Consignes:
A) Dites si chacune de ces affirmations correspond au texte sur le journal intime. Pour chacune, répondez par oui ou non et citez fidèlement les mots du texte qui tranchent. (i) La jeune fille a tenu huit carnets entre quatorze et dix-sept ans. (ii) Elle continue de faire lire son journal à ses amis intimes. (iii) Le journal prend fin lorsqu'elle découvre qu'elle est aimée.
B) D'après le texte sur le journal intime, que fait-on parfois solennellement de son journal ? Répondez brièvement, s'il vous plaît.
C) Rédigez la suite du texte sur le journal intime à partir de sa dernière phrase.

Texte source:
□ □ □ □ □

" Cher cahier… "
Pourquoi tient-on un journal intime ? Pour y noter, ses amours, ses chagrins, ses résultats scolaires. Pour trouver un guide à sa vie.

" Cher cahier, j'ai enfin un peu de temps, j'ai décidé de te reprendre. Mais je me fixe une règle du jeu ; ce que je dirai doit être vrai. Je ne l'inventerai pas. Je l'écrirai avec franchise sans le déguiser ou lui donner un visage plus agréable. Voilà ! ".
C'est le début d'une série de huit carnets épais tenus par une jeune fille entre quatorze et dix-sept ans. Elle y raconte au jour le jour tout ce qui lui arrive, tout ce qui la bouleverse. Elle écrit pour elle pour faire le point, se confier, pouvoir regarder sa propre évolution. Maintenant elle a seize ans. " Mon passé me laisse songeuse et rêveuse en même temps. Mais n'aurais-je pas pu faire mieux, beaucoup mieux ? Mais le passé n'est pas raccommodable… ". Au début, elle montrait son journal à ses amis intimes. " " Maintenant que j'ai décidé de ne plus le faire lire, je peux y écrire tout ce que je pense sans craindre de vexer ou de contredire quelqu'un ". Les cahiers suivent le fil des jours, chroniques, récits, méditations…. Ils sont illustrés de photos, de dessins… Accompagnés de documents liés à la vie quotidienne, bouts de journaux, tickets d'autobus, réclames… Ses notes de classe, ses rêves d'amour. Elle aime, elle se croit laide. Ne se croit pas aimée. Puis découvre qu'elle l'est, et du coup le journal s'achève. " Je regretterai plus tard de n'avoir pas tout raconté tout de suite. Mais un journal, c'est fait pour raconter ses ennuis, ses cafards. Quand on est heureux, à quoi bon mettre tout cela sur le papier ? "
Il y a sans doute actuellement, en France des milliers de journaux comme celui-là, cachés au fond d'un tiroir, surtout des journaux d'adolescents, qui les aident à vivre, loin de toute idée littéraire. Mais aussi des journaux d'adultes. On écrit pour surmonter une crise. Pour aider sa mémoire. Pour guider sa vie. On tient un journal de ses vacances. De ses amours. Ou le journal de l'éducation de ses enfants. Etc. On écrit aussi parfois pour écrire, pour essayer ses idées, jouer avec les mots ou les émotions. Des petits bouts de poèmes. On note des phrases qui vous ont plu dans un livre. Telle lettre qu'on a reçue. On tresse son nid avec tous ces petits bouts de langage, et cela aide. Quand on en a moins besoin, on cesse presque sans s'en rendre compte. Parfois, solennellement, on détruit son journal, on l'immole par le feu. Plus souvent, vingt ans après, on ne sait plus où on l'a mis ou bien on le retrouve au fond d'un carton.

□ □ □ □ □

Données:
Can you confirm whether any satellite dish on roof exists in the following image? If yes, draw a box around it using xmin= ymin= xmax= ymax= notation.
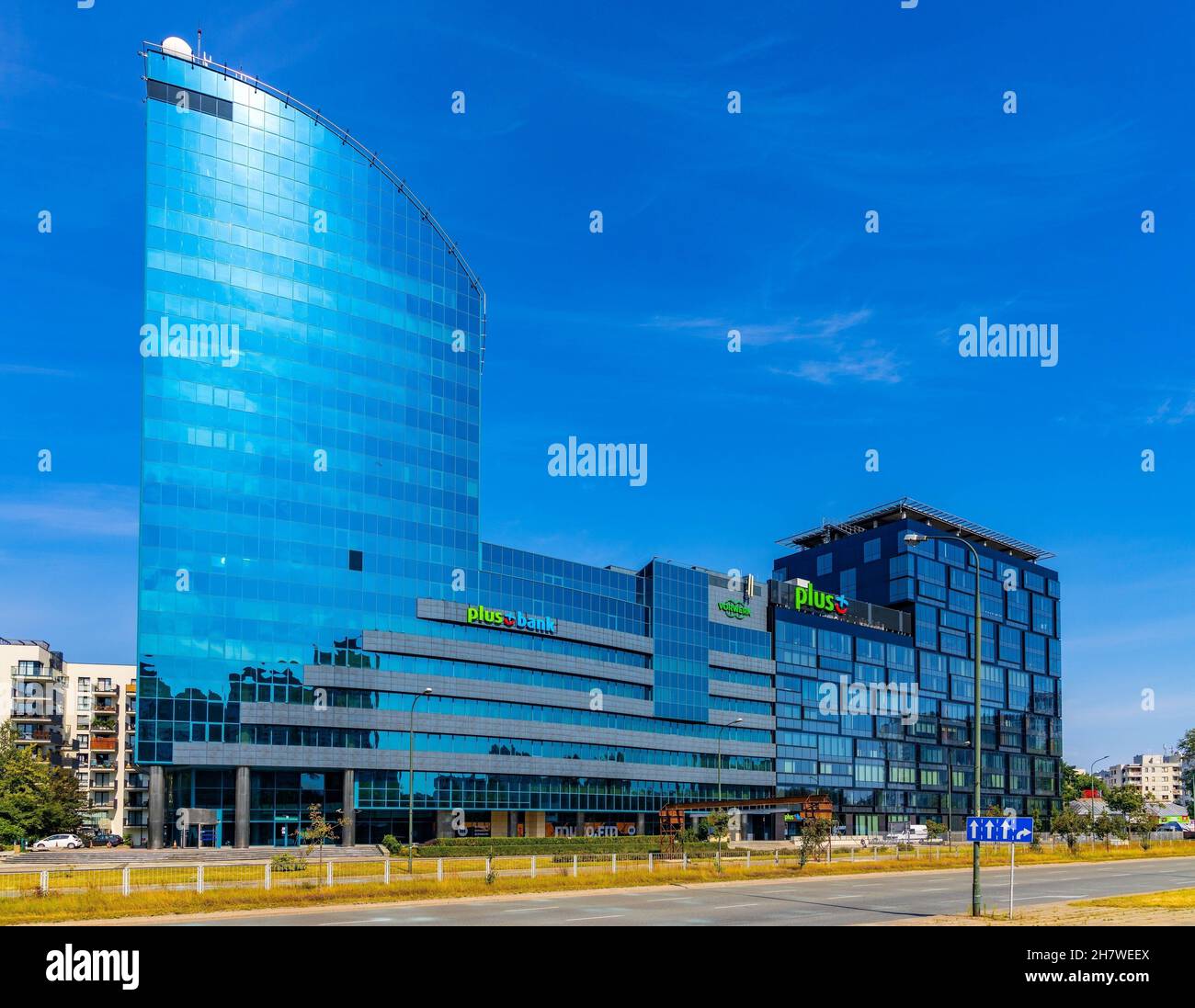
xmin=162 ymin=35 xmax=191 ymax=59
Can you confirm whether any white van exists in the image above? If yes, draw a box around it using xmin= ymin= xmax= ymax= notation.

□ □ □ □ □

Réponses:
A)
(i) Oui : « une série de huit carnets épais tenus par une jeune fille entre quatorze et dix-sept ans ».
(ii) Non : « Maintenant que j'ai décidé de ne plus le faire lire ».
(iii) Oui : « Puis découvre qu'elle l'est, et du coup le journal s'achève. »

B) On le détruit, on l'immole par le feu.

C)
C'est cela sans doute, le vrai journal intime. Intime par son contenu, et surtout par sa fonction. C'est la plante naturelle, non greffée et bouturée de littérature, une vigne vierge proliférante, très différente de la variété cultivée, produite en serre, qu'est le journal d'écrivain, variété qu'on vend en petits pots tous les automnes et tous les printemps : les angoisses de X, les dragues de Y, l'âme de Z, le journal intime de Monsieur Tout- le- Monde, c'est vrai, n'est guère vendable. Pas lisible. Il a chance d'être allusif, répétitif, instructuré. Il n'est pas écrit pour séduire. Pas un effet à chaque phrase pour avoir l'ai malin ou profond. Mais est-ce sûr qu'il soit aussi peu lisible ? Sans doute demande-t-il à être accompagné avec plus de patience, d'amitié. L'objet, lui-même, par exemple ces huit carnets dont j'ai extrait quelques phrases, l'écriture qui change avec les années, ces images qui l'harmonisent, tout cela est émouvant. Et tien ne dit qu'on ne puisse pas écrire bien, loin de regard du lecteur, ce destinataire idéal auquel on s'adresse dans la solitude. D'ailleurs, pour décider que de tels journaux sont peu lisibles, il faudrait en avoir lu. Or, comment les lire ?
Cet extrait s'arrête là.